Scientifically this Research Training Group addresses questions at the forefront of our present knowledge of particle physics. In strong interactions we investigate questions of high complexity, such as the parton distributions in nuclear matter, the transition of the hot quark-gluon plasma into hadrons, or features of meson decays and spectroscopy. In weak interactions we pursue questions, which are by definition more speculative and which go beyond the Standard Model of particle physics, particularly with regard to the nature of dark matter. We will confront theoretical predictions with direct searches for cold dark matter particles or for heavy neutrinos as well as with new particle searches at the LHC.

The pillars of our qualification programme are individual supervision and mentoring by one senior experimentalist and one senior theorist, topical lectures in physics and related fields (e.g. advanced computation), peer-to-peer training through active participation in two research groups, dedicated training in soft skills, and the promotion of research experience in the international community. We envisage early career steps through a transfer of responsibilities and international visibility with stays at external partner institutions. An important goal of this Research Training Group is to train a new generation of scientists, who are not only successful specialists in their fields, but who have a broader training both in theoretical and experimental nuclear, particle and astroparticle physics.

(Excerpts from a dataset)

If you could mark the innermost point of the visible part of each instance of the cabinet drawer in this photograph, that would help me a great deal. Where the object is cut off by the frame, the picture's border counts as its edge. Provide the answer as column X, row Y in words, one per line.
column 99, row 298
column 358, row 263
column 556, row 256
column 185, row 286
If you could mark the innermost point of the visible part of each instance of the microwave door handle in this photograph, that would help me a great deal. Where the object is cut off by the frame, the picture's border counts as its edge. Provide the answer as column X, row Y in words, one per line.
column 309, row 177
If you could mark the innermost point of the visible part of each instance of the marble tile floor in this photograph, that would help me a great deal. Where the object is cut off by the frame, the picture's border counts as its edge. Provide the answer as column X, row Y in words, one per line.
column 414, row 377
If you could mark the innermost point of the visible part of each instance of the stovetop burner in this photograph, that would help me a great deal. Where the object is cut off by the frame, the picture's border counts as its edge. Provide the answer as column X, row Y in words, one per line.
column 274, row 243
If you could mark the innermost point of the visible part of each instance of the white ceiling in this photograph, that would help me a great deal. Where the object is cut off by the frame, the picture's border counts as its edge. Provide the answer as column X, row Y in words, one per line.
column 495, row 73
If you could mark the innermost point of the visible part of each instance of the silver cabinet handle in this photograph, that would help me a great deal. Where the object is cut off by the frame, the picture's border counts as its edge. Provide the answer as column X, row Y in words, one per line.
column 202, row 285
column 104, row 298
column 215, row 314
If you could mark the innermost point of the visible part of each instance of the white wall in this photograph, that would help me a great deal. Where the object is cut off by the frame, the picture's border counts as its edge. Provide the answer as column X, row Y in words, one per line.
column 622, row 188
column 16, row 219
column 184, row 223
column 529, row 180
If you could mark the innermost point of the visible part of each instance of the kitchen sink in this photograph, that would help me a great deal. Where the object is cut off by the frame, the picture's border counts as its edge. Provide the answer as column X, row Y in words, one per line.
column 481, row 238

* [To do]
#1 In the Research Training Group passage, repeat the words from "Scientifically this Research" up to and including "at the LHC.".
#2 According to the Research Training Group passage, how does the group plan to support early career steps? Answer in one to three sentences.
#3 Put this sentence from the Research Training Group passage into Spanish: "We envisage early career steps through a transfer of responsibilities and international visibility with stays at external partner institutions."

* [Answers by item number]
#1
Scientifically this Research Training Group addresses questions at the forefront of our present knowledge of particle physics. In strong interactions we investigate questions of high complexity, such as the parton distributions in nuclear matter, the transition of the hot quark-gluon plasma into hadrons, or features of meson decays and spectroscopy. In weak interactions we pursue questions, which are by definition more speculative and which go beyond the Standard Model of particle physics, particularly with regard to the nature of dark matter. We will confront theoretical predictions with direct searches for cold dark matter particles or for heavy neutrinos as well as with new particle searches at the LHC.

#2 The group plans to support early career steps by handing responsibilities over to its members. It also builds their international visibility through stays at external partner institutions.

#3 Prevemos los primeros pasos en la carrera profesional mediante una transferencia de responsabilidades y visibilidad internacional con estancias en instituciones asociadas externas.